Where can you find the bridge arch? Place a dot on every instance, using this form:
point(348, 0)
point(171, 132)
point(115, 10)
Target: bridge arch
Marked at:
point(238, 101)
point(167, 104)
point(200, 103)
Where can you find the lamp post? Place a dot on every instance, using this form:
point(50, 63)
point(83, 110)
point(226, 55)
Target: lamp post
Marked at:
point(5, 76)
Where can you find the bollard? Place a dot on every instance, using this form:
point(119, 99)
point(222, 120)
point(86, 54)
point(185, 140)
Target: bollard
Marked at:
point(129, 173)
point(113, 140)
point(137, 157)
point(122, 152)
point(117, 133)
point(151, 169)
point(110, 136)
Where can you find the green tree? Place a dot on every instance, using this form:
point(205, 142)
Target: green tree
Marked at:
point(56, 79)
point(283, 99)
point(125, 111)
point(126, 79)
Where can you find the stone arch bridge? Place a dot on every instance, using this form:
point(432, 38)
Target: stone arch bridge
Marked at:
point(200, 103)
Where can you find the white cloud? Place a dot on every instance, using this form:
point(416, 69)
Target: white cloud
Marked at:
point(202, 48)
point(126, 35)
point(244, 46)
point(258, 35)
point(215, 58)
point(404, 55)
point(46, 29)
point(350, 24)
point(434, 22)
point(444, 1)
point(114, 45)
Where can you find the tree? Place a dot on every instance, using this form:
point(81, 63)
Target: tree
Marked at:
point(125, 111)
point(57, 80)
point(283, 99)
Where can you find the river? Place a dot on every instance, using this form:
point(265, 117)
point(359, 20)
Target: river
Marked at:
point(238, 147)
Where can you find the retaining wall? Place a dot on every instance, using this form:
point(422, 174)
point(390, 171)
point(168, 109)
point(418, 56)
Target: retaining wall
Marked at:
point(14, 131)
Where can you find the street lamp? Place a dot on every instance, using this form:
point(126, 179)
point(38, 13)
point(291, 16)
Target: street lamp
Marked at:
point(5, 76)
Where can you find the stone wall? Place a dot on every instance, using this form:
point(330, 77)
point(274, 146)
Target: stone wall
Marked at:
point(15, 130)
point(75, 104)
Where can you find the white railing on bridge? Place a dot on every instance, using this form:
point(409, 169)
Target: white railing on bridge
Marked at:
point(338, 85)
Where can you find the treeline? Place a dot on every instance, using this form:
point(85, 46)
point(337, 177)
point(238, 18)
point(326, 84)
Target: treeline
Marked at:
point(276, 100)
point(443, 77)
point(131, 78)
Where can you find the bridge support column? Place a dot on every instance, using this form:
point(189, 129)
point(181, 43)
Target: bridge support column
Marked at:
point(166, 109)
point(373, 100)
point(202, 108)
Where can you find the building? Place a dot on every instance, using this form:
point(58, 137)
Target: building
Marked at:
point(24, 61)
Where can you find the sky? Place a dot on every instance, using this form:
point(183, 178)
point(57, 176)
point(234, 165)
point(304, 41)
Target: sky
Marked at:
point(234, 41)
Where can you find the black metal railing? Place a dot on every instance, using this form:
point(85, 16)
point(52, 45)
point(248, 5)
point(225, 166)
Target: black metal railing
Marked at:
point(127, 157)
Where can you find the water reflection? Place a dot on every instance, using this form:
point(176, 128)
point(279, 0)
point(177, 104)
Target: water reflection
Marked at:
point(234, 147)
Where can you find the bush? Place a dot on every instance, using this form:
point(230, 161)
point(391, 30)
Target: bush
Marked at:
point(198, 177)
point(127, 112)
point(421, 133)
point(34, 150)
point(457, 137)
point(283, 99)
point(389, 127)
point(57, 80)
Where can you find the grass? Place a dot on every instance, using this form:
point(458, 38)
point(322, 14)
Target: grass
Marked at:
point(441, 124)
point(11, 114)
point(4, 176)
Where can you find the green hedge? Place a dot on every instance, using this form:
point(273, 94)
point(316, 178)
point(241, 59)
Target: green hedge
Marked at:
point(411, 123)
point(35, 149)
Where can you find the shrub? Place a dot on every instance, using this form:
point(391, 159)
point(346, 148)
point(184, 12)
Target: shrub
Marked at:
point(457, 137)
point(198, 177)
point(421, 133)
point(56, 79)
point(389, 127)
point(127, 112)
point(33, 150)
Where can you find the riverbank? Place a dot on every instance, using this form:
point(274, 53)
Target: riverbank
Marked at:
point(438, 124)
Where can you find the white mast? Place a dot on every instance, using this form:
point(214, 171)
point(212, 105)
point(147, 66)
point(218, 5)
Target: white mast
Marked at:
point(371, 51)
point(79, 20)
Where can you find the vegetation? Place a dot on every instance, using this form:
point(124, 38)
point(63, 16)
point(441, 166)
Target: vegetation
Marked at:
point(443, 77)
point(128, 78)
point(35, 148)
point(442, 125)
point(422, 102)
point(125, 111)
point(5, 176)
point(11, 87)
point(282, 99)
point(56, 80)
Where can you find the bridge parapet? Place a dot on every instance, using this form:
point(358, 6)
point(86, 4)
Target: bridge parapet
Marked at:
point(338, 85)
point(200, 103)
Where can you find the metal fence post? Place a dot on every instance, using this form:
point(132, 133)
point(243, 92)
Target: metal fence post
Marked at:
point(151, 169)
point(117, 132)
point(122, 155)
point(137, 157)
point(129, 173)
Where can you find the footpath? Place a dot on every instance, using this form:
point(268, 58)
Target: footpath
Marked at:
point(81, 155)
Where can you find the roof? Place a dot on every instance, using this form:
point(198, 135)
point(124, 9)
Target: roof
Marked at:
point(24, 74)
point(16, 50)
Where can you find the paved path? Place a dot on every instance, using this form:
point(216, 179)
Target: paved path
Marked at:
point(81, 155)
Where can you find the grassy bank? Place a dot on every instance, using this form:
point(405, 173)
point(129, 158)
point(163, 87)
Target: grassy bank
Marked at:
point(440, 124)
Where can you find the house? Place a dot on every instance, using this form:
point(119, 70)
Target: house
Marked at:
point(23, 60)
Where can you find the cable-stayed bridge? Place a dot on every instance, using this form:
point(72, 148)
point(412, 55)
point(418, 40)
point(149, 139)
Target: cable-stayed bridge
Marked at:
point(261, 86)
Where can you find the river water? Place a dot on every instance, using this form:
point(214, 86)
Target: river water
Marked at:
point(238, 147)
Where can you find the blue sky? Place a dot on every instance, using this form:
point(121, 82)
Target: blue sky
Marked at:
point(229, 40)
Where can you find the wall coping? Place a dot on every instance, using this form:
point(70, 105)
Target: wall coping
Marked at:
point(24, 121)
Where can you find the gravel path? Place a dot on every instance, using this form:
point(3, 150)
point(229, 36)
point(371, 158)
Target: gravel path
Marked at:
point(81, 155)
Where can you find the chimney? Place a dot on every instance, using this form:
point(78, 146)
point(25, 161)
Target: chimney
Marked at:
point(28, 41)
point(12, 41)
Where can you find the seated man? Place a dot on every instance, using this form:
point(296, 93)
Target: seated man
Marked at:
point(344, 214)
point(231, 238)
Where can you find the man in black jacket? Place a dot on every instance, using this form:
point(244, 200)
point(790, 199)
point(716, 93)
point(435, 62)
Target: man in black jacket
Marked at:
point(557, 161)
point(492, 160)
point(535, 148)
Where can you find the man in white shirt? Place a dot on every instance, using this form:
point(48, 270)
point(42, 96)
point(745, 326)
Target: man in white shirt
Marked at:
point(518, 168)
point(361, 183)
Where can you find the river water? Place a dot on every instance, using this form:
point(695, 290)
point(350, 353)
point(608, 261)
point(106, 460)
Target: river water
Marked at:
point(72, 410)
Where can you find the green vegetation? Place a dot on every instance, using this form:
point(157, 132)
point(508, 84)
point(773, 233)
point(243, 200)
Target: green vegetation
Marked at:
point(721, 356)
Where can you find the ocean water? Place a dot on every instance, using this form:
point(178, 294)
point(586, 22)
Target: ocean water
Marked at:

--*--

Extract every line above that contains the word "cloud".

*Your solution:*
Where can you find the white cloud? Place a dot on every instance, using this form:
Target: white cloud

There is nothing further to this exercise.